YOUR OBJECTIVE: The required output consists solely of the lines from the line containing "the yellow car" through the end of the records, copied exactly.

───── ITEMS

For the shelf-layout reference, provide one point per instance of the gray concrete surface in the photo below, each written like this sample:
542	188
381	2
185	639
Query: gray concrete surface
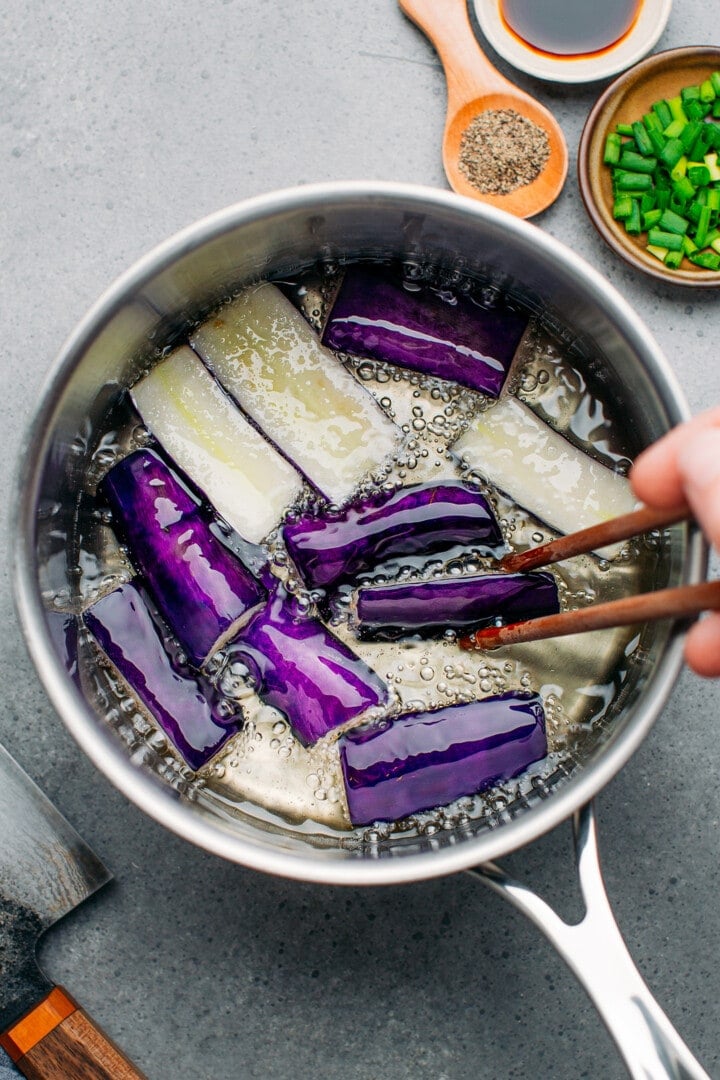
120	124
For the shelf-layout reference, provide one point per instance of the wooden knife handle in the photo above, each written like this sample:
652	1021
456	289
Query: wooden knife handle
57	1040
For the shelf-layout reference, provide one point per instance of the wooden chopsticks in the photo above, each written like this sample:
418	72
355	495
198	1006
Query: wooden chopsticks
681	602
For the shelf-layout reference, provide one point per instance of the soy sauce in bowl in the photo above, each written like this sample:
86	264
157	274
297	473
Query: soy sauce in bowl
568	27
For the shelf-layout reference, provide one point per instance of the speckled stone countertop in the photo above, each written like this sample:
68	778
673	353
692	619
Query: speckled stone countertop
121	124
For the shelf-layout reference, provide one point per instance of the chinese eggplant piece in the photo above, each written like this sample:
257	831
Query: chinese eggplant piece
268	358
376	315
302	670
422	760
541	470
180	702
206	435
202	590
431	606
415	520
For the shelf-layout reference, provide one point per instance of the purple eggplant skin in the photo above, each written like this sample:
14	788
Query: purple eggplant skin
375	315
422	760
63	630
302	670
180	701
200	586
434	605
415	520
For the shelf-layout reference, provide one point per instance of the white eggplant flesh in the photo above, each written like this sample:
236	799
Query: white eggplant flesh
268	358
247	482
542	471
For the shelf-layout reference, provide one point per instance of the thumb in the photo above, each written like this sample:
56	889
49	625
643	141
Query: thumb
698	464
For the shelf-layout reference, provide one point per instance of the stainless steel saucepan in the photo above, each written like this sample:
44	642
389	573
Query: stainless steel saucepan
280	234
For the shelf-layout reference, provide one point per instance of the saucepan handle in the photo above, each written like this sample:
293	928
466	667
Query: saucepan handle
595	952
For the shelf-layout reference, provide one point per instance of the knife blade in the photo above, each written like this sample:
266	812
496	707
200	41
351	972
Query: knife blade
46	869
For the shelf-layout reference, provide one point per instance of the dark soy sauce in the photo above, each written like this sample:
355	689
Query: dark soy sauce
570	27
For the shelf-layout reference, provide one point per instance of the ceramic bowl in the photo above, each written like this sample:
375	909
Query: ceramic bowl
636	43
627	98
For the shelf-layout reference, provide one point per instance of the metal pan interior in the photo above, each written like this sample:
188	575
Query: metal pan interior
154	304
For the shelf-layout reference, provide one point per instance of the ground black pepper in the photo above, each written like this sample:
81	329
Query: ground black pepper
500	151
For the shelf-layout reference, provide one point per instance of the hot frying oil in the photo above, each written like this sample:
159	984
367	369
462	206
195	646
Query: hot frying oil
263	772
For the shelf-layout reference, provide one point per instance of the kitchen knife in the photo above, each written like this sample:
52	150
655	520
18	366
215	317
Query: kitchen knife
45	871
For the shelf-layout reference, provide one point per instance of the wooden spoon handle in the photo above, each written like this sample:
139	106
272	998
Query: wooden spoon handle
58	1041
467	70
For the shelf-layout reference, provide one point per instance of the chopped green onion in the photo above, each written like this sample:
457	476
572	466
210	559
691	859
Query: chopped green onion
674	129
696	110
612	149
679	169
710	260
637	162
675	105
673	152
660	253
633	221
662	110
666	176
703	227
683	188
707	92
670	241
622	207
641	139
663	198
700	175
673	223
633	181
711	162
657	142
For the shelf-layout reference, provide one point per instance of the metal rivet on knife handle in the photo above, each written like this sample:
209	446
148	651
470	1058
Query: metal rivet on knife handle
57	1040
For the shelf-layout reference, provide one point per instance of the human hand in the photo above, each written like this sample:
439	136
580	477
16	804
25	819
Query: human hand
683	469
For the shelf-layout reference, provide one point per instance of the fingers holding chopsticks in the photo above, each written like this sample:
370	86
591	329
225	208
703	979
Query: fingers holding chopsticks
683	467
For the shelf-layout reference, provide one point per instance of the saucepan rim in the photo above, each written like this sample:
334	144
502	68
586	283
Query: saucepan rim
107	753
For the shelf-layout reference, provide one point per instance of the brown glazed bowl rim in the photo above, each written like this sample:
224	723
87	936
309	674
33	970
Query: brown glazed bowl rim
594	177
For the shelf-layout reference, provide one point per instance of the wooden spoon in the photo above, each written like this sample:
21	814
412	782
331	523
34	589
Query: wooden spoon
474	86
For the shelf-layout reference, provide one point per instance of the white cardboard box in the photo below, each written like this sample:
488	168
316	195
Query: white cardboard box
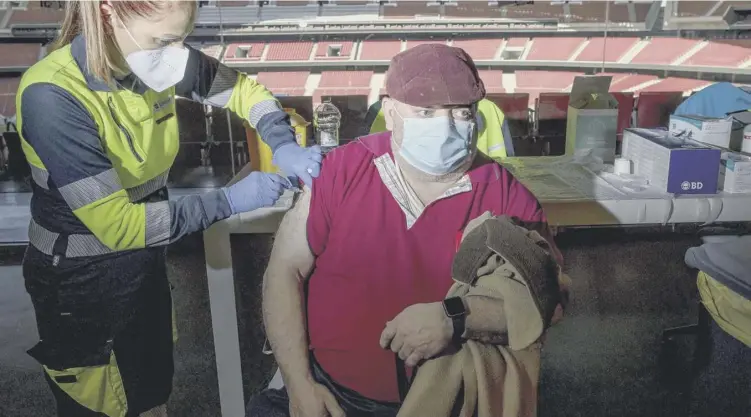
592	119
735	173
671	164
709	130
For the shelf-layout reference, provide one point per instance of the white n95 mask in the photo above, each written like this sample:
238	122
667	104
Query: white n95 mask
159	68
436	145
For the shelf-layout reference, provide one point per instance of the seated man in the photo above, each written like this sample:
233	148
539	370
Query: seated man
494	136
362	263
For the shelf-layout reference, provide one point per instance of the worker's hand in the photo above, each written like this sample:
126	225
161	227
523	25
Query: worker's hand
257	190
299	162
421	331
311	399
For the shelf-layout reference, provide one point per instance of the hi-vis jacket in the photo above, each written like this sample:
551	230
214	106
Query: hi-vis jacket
100	157
494	139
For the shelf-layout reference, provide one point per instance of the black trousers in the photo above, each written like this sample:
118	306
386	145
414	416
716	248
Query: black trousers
106	330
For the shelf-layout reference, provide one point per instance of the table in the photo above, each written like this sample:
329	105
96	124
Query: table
576	196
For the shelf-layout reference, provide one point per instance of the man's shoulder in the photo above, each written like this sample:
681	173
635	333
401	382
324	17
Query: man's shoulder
359	151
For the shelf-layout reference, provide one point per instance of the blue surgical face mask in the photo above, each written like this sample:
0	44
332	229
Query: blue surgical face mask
436	145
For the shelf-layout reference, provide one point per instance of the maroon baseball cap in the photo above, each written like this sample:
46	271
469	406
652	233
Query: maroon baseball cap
431	75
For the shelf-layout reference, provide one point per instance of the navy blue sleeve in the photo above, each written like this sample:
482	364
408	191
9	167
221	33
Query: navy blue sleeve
212	83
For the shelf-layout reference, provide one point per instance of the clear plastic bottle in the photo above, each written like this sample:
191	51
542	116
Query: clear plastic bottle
746	144
327	122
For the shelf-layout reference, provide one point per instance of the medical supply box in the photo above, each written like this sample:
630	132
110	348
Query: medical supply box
709	130
735	173
672	164
592	119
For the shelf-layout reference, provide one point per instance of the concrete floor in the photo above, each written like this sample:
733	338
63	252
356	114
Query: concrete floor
602	360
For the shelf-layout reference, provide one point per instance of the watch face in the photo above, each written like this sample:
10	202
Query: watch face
454	306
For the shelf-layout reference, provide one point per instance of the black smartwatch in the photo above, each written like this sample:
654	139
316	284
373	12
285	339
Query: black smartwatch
457	312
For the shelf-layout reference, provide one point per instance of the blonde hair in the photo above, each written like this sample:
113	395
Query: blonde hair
85	17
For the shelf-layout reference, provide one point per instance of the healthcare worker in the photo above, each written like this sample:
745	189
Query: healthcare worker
99	129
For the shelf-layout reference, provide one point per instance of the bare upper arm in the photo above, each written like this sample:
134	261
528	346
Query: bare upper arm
291	253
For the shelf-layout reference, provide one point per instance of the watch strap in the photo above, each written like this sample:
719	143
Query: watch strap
459	326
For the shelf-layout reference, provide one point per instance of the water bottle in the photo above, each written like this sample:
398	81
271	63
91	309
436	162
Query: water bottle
746	144
327	121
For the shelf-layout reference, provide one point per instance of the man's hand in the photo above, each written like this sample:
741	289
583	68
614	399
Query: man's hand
421	331
311	399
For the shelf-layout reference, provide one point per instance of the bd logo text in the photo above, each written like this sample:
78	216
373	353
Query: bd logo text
692	185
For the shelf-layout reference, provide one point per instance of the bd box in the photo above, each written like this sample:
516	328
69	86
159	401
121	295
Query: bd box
672	164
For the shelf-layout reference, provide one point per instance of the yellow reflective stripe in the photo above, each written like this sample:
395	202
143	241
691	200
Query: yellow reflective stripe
175	334
98	388
379	124
730	310
491	141
115	221
89	190
251	100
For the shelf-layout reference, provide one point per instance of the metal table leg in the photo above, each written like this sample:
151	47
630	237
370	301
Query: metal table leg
224	319
220	277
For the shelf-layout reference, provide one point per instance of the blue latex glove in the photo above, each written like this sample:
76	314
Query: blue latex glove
257	190
299	162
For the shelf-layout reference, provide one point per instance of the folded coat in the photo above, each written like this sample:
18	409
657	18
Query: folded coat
498	259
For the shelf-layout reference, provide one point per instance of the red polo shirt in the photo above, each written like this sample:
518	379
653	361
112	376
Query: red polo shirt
370	266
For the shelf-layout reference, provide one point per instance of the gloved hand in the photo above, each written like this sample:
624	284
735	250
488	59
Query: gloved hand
299	162
257	190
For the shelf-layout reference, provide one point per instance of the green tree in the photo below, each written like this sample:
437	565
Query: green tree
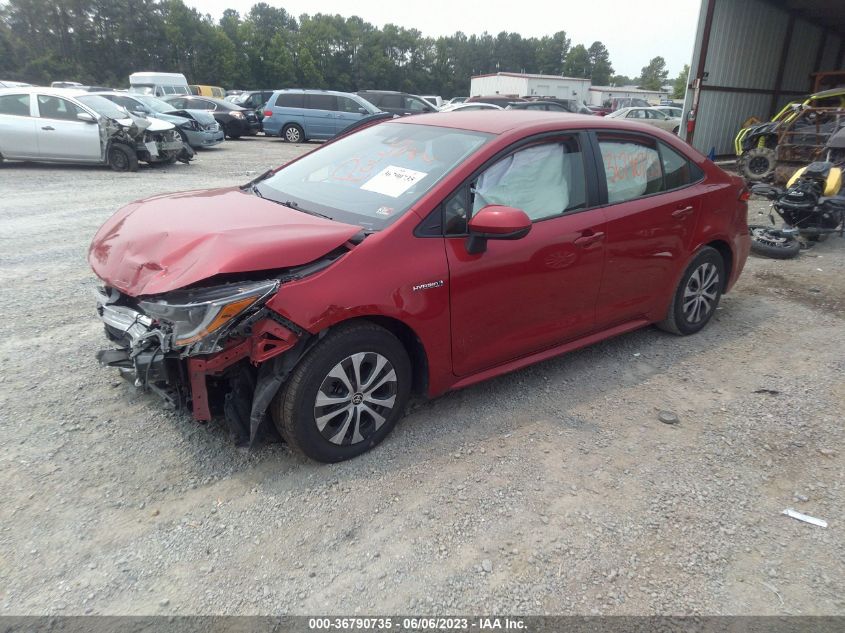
679	86
655	75
600	68
577	63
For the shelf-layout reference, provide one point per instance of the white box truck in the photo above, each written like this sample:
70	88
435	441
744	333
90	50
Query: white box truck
159	84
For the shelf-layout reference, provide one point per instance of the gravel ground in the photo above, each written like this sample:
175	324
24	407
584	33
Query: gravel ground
552	490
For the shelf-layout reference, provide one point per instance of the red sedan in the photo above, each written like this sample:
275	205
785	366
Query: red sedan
417	255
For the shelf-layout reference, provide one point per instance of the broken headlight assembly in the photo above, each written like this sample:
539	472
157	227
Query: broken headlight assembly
200	318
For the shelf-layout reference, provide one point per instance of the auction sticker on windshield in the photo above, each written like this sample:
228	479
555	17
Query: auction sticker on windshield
393	181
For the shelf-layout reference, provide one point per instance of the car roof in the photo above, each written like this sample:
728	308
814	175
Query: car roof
312	91
514	121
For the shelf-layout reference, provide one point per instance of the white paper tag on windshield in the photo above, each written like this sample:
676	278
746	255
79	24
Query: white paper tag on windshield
393	181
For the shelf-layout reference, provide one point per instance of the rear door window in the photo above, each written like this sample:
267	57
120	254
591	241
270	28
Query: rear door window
391	101
50	107
321	102
291	100
16	105
631	166
678	170
345	104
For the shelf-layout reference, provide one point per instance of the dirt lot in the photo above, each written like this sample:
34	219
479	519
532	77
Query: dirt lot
552	490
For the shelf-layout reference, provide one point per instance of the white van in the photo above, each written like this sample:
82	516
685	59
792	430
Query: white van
159	84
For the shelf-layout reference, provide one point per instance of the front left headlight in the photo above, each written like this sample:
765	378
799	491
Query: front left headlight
206	314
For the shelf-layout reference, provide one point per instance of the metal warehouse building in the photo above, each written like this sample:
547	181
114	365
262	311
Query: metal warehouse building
751	57
527	85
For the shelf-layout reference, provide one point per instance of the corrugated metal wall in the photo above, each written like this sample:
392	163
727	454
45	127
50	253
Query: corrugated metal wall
746	41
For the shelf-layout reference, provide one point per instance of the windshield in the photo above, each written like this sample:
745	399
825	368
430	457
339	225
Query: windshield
372	177
154	103
103	106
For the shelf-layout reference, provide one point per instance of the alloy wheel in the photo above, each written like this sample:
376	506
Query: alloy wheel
355	398
701	292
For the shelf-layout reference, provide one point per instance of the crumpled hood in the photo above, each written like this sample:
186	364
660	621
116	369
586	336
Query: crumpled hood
200	116
175	240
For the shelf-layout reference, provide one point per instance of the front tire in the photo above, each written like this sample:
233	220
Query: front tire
122	158
292	133
697	295
769	242
346	395
758	163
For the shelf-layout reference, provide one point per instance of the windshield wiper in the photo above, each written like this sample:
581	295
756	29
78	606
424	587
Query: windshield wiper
295	205
251	184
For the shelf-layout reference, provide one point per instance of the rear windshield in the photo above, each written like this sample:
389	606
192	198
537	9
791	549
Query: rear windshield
374	176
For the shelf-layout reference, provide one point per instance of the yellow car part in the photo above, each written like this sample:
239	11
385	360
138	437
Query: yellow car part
832	184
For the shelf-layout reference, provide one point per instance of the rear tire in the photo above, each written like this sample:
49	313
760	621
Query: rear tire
768	242
292	133
697	295
122	158
758	164
232	133
346	395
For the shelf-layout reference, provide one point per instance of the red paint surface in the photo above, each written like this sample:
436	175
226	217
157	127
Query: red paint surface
573	280
171	241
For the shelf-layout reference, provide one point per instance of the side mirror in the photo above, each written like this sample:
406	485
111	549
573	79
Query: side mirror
495	222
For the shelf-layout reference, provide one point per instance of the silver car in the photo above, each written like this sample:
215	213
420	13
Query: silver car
198	128
74	126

──────────

WRITTEN ANSWER:
For the shelf-layout reference, provide one point per instance of the yellow car part in the photo above, each written like this sample:
239	11
385	360
138	437
Query: yellow car part
832	184
For the shelf-layout reference, provide one point per instance of the rear tire in the photo above, each written like this sample:
49	313
760	621
Query: rear tire
768	242
292	133
697	295
122	158
758	164
232	133
346	395
For the shelf-layout reference, provide one point per instance of the red paint surface in the photo above, each written like this sample:
436	175
226	217
157	127
Query: red paint surface
573	280
171	241
For the shelf-layout reference, provide one point per instance of the side mirror in the photo above, each written like this sample:
406	485
111	549
573	79
Query: side mirror
495	222
For the shelf-layout reference, provide one point per instance of the silver car in the photo above, each written like this sample:
215	213
420	13
Query: silver car
198	128
74	126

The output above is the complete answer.